● **EXERCISE DETAILS**
Answer these questions using the passage on currency devaluation below.
(a) According to Viktor Shvets, what three options does China have to improve competitiveness?
(b) Which source is credited for Chart 12?
(c) What cause does the passage give for declining median incomes in many countries?

● **EXTRACT TO READ**
There seems to be a real "race to the bottom" for global currencies right now, and it will get much worse if Europe or Japan expand their monetary stimulus actions any farther. Of special concern is the potential for a major devaluation by China, which needs to either devalue, cut median wages, or climb the value chain to improve competitiveness, according to Viktor Shvets.

In my opinion, it is more likely than not that a Chinese devaluation is on the way, as evidenced by their creeping, slow devaluation over recent months, and their sharp devaluation a year ago (Chart 13).

Chart 12: Fiat Money in the US System Has Exploded

Source: silverbearcafe.com

Chart 13: Episodic Chinese Currency Devaluation Over Five Years

Source: tradingview.com; Author

In summary then, we have discussed nine issues that could get us all tangled up economically:

  • Global productivity declines that are structural and long-lasting.
  • Massively increasing global leverage that has increasingly burdened economies.
  • Huge industrial overcapacity on a global basis.
  • Declining median incomes in many countries due to the Third Industrial Revolution.
  • Increasing wealth inequality due to financial repression and overcapacity.
  • The rate of change in the new industrial revolution has gone geometric.
  • A new trend towards de-globalization will drive increased infrastructure investments.

(Stored dataset items)
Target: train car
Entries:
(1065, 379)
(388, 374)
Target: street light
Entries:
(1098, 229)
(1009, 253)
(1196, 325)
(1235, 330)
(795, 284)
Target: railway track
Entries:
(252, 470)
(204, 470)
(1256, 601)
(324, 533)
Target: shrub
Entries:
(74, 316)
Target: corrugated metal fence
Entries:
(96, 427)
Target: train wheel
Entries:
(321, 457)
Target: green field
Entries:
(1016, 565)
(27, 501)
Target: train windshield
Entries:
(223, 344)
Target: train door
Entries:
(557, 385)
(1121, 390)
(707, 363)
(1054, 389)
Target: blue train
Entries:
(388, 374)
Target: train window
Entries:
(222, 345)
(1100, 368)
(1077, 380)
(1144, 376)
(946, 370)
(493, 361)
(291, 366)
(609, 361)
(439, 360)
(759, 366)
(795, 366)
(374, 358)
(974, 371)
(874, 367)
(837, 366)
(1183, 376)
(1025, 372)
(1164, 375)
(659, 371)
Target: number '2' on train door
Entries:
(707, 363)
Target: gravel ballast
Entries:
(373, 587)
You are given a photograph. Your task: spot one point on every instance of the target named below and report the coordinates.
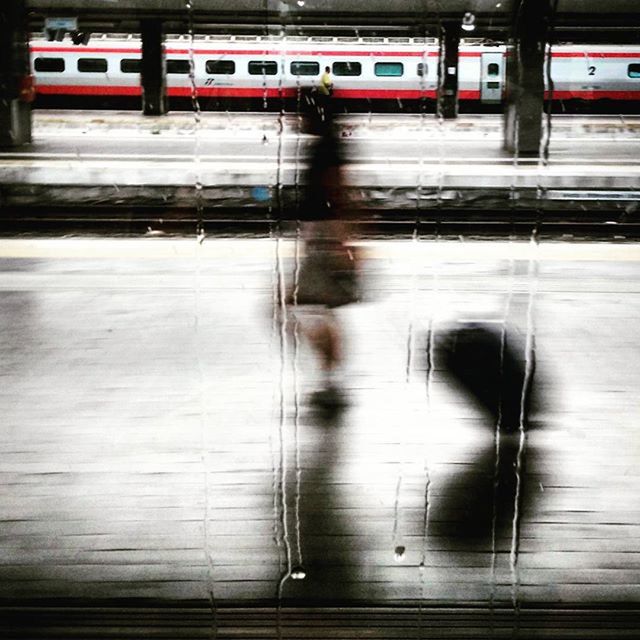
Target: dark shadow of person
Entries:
(492, 367)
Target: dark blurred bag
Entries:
(328, 277)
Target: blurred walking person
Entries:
(328, 276)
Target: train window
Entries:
(221, 67)
(130, 65)
(305, 68)
(92, 65)
(51, 65)
(178, 66)
(263, 67)
(389, 69)
(347, 69)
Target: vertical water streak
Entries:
(412, 305)
(282, 484)
(296, 395)
(497, 438)
(274, 451)
(204, 457)
(430, 336)
(545, 143)
(197, 116)
(524, 398)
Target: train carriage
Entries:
(362, 69)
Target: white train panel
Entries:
(360, 70)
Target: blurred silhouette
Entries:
(490, 364)
(328, 276)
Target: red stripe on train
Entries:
(253, 52)
(291, 92)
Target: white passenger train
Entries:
(369, 68)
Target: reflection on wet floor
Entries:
(146, 393)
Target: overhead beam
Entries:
(153, 72)
(525, 77)
(16, 89)
(447, 107)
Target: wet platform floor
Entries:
(159, 445)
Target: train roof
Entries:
(243, 41)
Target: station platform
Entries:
(165, 475)
(256, 162)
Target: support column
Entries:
(448, 70)
(16, 81)
(525, 74)
(153, 69)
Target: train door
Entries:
(491, 77)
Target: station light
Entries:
(80, 37)
(468, 21)
(55, 34)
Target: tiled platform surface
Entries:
(158, 446)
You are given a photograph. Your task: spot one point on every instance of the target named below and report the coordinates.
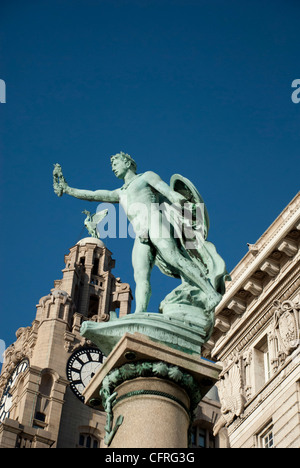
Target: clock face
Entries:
(6, 400)
(81, 368)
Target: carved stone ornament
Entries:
(143, 369)
(286, 325)
(231, 393)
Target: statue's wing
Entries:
(202, 252)
(97, 217)
(185, 187)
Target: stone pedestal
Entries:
(149, 392)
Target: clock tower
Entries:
(46, 370)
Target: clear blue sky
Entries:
(196, 87)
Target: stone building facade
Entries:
(47, 368)
(257, 341)
(49, 365)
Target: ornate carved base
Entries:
(183, 329)
(149, 392)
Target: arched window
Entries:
(88, 441)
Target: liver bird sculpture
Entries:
(91, 221)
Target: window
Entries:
(202, 438)
(266, 437)
(93, 306)
(268, 440)
(88, 441)
(95, 268)
(262, 367)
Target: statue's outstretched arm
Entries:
(156, 182)
(60, 187)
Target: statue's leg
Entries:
(142, 261)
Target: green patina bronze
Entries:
(171, 224)
(130, 371)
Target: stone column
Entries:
(149, 392)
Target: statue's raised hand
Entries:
(59, 182)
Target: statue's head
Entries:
(126, 158)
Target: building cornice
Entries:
(262, 276)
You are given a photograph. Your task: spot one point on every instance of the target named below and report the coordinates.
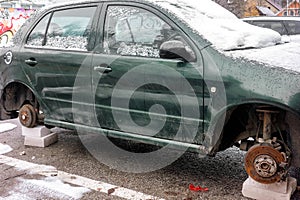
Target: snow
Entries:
(4, 148)
(283, 55)
(49, 186)
(7, 127)
(219, 26)
(226, 32)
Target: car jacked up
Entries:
(182, 74)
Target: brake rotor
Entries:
(262, 163)
(27, 116)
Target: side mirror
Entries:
(175, 49)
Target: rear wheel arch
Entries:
(243, 117)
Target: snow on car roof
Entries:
(226, 32)
(219, 26)
(216, 24)
(273, 18)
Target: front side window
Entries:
(135, 31)
(67, 29)
(37, 35)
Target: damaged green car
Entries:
(159, 72)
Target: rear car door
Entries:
(138, 91)
(57, 46)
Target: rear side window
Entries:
(67, 29)
(293, 27)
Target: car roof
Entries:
(273, 18)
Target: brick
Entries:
(276, 191)
(41, 141)
(39, 131)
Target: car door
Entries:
(57, 46)
(136, 90)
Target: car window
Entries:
(293, 27)
(68, 29)
(135, 31)
(274, 25)
(37, 35)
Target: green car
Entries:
(187, 75)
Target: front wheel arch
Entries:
(14, 96)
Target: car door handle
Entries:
(31, 62)
(104, 69)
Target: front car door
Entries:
(137, 91)
(57, 46)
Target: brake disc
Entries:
(262, 163)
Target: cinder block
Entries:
(41, 141)
(39, 131)
(276, 191)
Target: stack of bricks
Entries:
(39, 136)
(277, 191)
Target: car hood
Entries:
(219, 26)
(283, 56)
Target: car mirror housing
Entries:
(175, 49)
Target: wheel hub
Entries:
(28, 115)
(262, 163)
(265, 166)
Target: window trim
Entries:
(99, 49)
(91, 39)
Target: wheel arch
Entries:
(237, 121)
(14, 95)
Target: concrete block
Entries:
(39, 131)
(41, 141)
(276, 191)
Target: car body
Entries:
(144, 71)
(288, 27)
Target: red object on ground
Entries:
(198, 188)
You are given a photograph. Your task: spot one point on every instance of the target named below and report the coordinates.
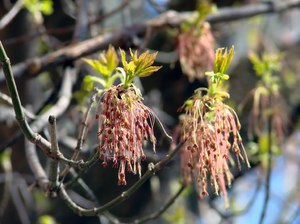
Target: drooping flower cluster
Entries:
(195, 47)
(211, 135)
(124, 124)
(210, 130)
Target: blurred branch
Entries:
(269, 170)
(152, 169)
(242, 211)
(53, 166)
(90, 195)
(8, 100)
(156, 6)
(32, 136)
(34, 66)
(81, 26)
(64, 98)
(164, 208)
(68, 29)
(6, 19)
(35, 165)
(82, 133)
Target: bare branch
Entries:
(152, 169)
(269, 170)
(164, 208)
(34, 66)
(81, 26)
(35, 165)
(11, 14)
(8, 101)
(53, 167)
(81, 134)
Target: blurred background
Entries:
(40, 37)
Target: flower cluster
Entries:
(195, 49)
(210, 130)
(124, 124)
(208, 146)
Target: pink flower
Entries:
(196, 51)
(124, 124)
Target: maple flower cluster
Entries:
(123, 127)
(196, 53)
(210, 130)
(124, 123)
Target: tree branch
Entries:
(152, 169)
(53, 166)
(6, 19)
(34, 66)
(164, 208)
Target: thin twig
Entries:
(11, 14)
(164, 208)
(269, 170)
(152, 169)
(35, 165)
(8, 100)
(158, 8)
(24, 126)
(68, 29)
(34, 66)
(81, 26)
(81, 134)
(90, 194)
(53, 166)
(241, 211)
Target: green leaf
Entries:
(39, 6)
(107, 62)
(140, 65)
(148, 71)
(46, 219)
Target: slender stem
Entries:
(12, 88)
(24, 126)
(152, 169)
(53, 168)
(269, 166)
(8, 100)
(36, 166)
(164, 208)
(5, 20)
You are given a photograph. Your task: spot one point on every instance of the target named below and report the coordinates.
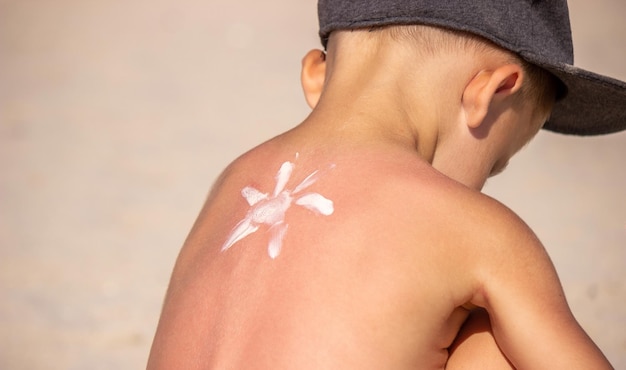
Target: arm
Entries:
(475, 347)
(519, 288)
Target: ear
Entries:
(313, 76)
(490, 87)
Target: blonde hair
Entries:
(540, 86)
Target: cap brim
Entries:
(594, 104)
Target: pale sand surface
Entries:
(116, 117)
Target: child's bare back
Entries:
(360, 239)
(384, 281)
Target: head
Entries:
(470, 105)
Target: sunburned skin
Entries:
(270, 210)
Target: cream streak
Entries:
(270, 210)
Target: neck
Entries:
(387, 98)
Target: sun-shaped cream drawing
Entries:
(270, 210)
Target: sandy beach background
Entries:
(116, 117)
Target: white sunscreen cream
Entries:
(266, 209)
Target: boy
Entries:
(359, 239)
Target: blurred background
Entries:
(117, 116)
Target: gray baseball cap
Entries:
(536, 30)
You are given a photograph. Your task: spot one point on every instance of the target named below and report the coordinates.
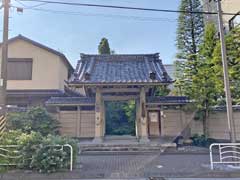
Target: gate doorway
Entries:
(120, 117)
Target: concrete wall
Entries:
(218, 126)
(77, 123)
(49, 71)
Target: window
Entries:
(19, 69)
(87, 108)
(68, 108)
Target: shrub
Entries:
(50, 159)
(36, 151)
(202, 140)
(35, 119)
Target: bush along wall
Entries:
(35, 151)
(35, 132)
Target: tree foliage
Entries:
(233, 59)
(189, 37)
(204, 89)
(103, 47)
(35, 119)
(120, 118)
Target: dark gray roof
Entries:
(122, 68)
(70, 100)
(61, 55)
(89, 100)
(168, 100)
(35, 92)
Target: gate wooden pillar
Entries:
(98, 117)
(143, 117)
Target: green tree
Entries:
(204, 88)
(35, 119)
(103, 47)
(233, 59)
(189, 37)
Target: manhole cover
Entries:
(159, 166)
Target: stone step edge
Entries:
(165, 145)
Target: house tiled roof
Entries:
(70, 100)
(168, 100)
(61, 55)
(120, 69)
(37, 92)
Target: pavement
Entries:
(168, 166)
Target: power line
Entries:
(140, 18)
(30, 7)
(125, 7)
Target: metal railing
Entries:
(224, 153)
(11, 154)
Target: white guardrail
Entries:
(10, 152)
(224, 153)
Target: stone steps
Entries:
(134, 147)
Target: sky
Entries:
(128, 31)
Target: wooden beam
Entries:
(119, 98)
(109, 90)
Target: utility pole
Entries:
(231, 124)
(3, 63)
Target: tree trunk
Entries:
(205, 120)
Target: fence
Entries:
(226, 153)
(10, 154)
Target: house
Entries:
(35, 72)
(121, 77)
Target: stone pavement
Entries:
(142, 165)
(132, 166)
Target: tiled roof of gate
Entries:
(122, 68)
(91, 100)
(168, 100)
(70, 100)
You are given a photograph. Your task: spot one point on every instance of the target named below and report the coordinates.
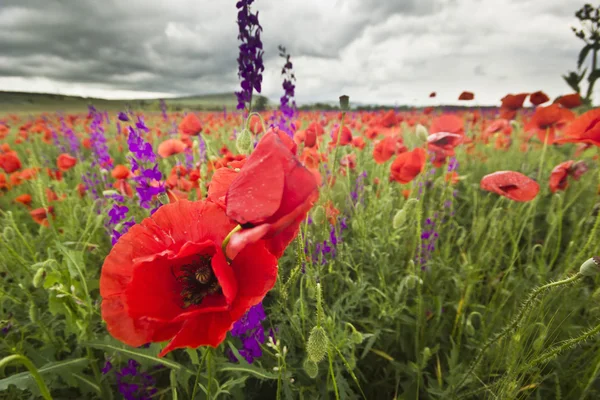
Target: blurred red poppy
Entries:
(466, 96)
(167, 279)
(190, 125)
(65, 162)
(407, 165)
(511, 184)
(538, 98)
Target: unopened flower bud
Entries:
(591, 267)
(244, 142)
(311, 368)
(422, 133)
(316, 347)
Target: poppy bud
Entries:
(38, 278)
(316, 347)
(344, 102)
(399, 219)
(422, 133)
(33, 313)
(244, 142)
(591, 267)
(311, 368)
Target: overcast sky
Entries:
(376, 51)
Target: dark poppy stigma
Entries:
(197, 280)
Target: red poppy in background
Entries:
(466, 96)
(407, 165)
(190, 125)
(387, 148)
(584, 129)
(558, 178)
(65, 162)
(547, 120)
(269, 196)
(171, 147)
(569, 100)
(511, 184)
(10, 162)
(538, 98)
(167, 279)
(448, 123)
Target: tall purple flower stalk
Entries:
(250, 330)
(287, 102)
(250, 62)
(144, 160)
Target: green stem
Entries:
(516, 322)
(32, 370)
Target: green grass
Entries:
(394, 330)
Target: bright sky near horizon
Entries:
(382, 52)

● **REPLY TO THE TASK**
(a) Devalue, cut median wages, or climb the value chain.
(b) silverbearcafe.com
(c) The Third Industrial Revolution.